--- SUPPLIED PASSAGE ---

I quickly realized that the most challenging part of developing the course would be creating the storytelling narrative to deliver the material. As a pharmacokinetics and pharmacodynamics researcher and educator, disseminating equity-focused information was unfamiliar. Thus, I heavily relied on the Centers for Disease Control and Prevention’s Principles on Communicating About Health Equity Concepts. These are:

  1. Meet the audience where they are.
  2. Communicate health equity as a “we” issue.
  3. Frame health equity as achievable.

Each principle includes tips for applying them when discussing health equity. With this guidance, I created a working framework to guide the creation of the content for each lecture deck.

I began each presentation by integrating my personal life experiences as a minoritized person in the U.S., which allowed me to explain concepts such as equality, equity, racism and bias to ultimately meet the audience where they were, addressing the first CHEC principle. To advance the presentation, I wove in data from existing literature to communicate health equity as a “we” issue, or the second CHEC principle. Finally, each lecture ended with a concrete example demonstrating a successful intervention addressing the highlighted disparity from earlier sections of the presentation.

This framed health equity as achievable, the third CHEC principle. For example, the course’s first lecture focused on social determinants of health and the role of healthcare professionals in identifying disparities. Following the above framework, I started the lecture with a story of my upbringing in Detroit, Michigan, and the residential segregation I experienced during my childhood. I explained how the residential segregation resulted in differences in education and health care access.

As I transitioned from my personal experience, I presented the significant findings of several research articles that described the impacts of residential segregation on health and the transmission of infectious diseases, with an intentional focus on HIV. I concluded the presentation with a reference that discussed a community-based intervention led by pharmacists to address HIV pre-exposure prophylaxis health care access barriers within socially vulnerable communities. I used this framework for each successive lecture I created and delivered for the course.

Assessing impact and next steps

Because this was a new course and teaching style for me, I also included a research component to investigate whether the material influenced the student’s perceptions and attitudes related to racism and its impact on antimicrobial resistance and vaccine equity. I also wanted to understand the class’s impact on the students’ perception of their role in addressing the inequities described throughout the course.

The research was a voluntary pre-/post-intervention study that included knowledge-based questions on social determinants of health, antimicrobial resistance, and vaccine equity and several survey questions about the students’ interest and confidence in participating in a community-based intervention to address health inequities.

While the results have yet to be presented or published, 33 students participated in the pre-/post-survey study, and I noted a 20% increase from baseline in the post-intervention assessment of the knowledge-based questions. Ninety percent of students reported that they were “very likely” to partake in a community engagement health intervention following the course. I intend to revisit and refine the material before it is offered in the spring of 2025. However, the preliminary results offer a slight nod to the proficiency of the provided content, which increases my confidence in using this framework for course content development.

As ID professionals, we must pass down what we have learned to future generations. I hope the lessons I learned in creating this course will help others advance equity-focused learning and interventions.

Photo: Jacinda C. Abdul-Mutakabbir PharmD, MPH, gives a presentation on interventions developed to address health inequities to students enrolled in the course “Exploring the Intersection of Racism, Antimicrobial Resistance and Vaccine Equity.”

---

▶ [TASK LIST]
A. From the passage on the health equity course, print the portion that begins at the words "Assessing impact and" and stops after the words "address health inequities.".
B. According to the passage on the health equity course, how many students took part in the pre-/post-survey study?

--- SUPPLIED INFORMATION ---

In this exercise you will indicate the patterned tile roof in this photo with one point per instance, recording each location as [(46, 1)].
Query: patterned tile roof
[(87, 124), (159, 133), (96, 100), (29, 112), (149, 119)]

---

▶ [TASK-BY-TASK OUTPUTS]
A.
Assessing impact and next steps

Because this was a new course and teaching style for me, I also included a research component to investigate whether the material influenced the student’s perceptions and attitudes related to racism and its impact on antimicrobial resistance and vaccine equity. I also wanted to understand the class’s impact on the students’ perception of their role in addressing the inequities described throughout the course.

The research was a voluntary pre-/post-intervention study that included knowledge-based questions on social determinants of health, antimicrobial resistance, and vaccine equity and several survey questions about the students’ interest and confidence in participating in a community-based intervention to address health inequities.

B. 33 students.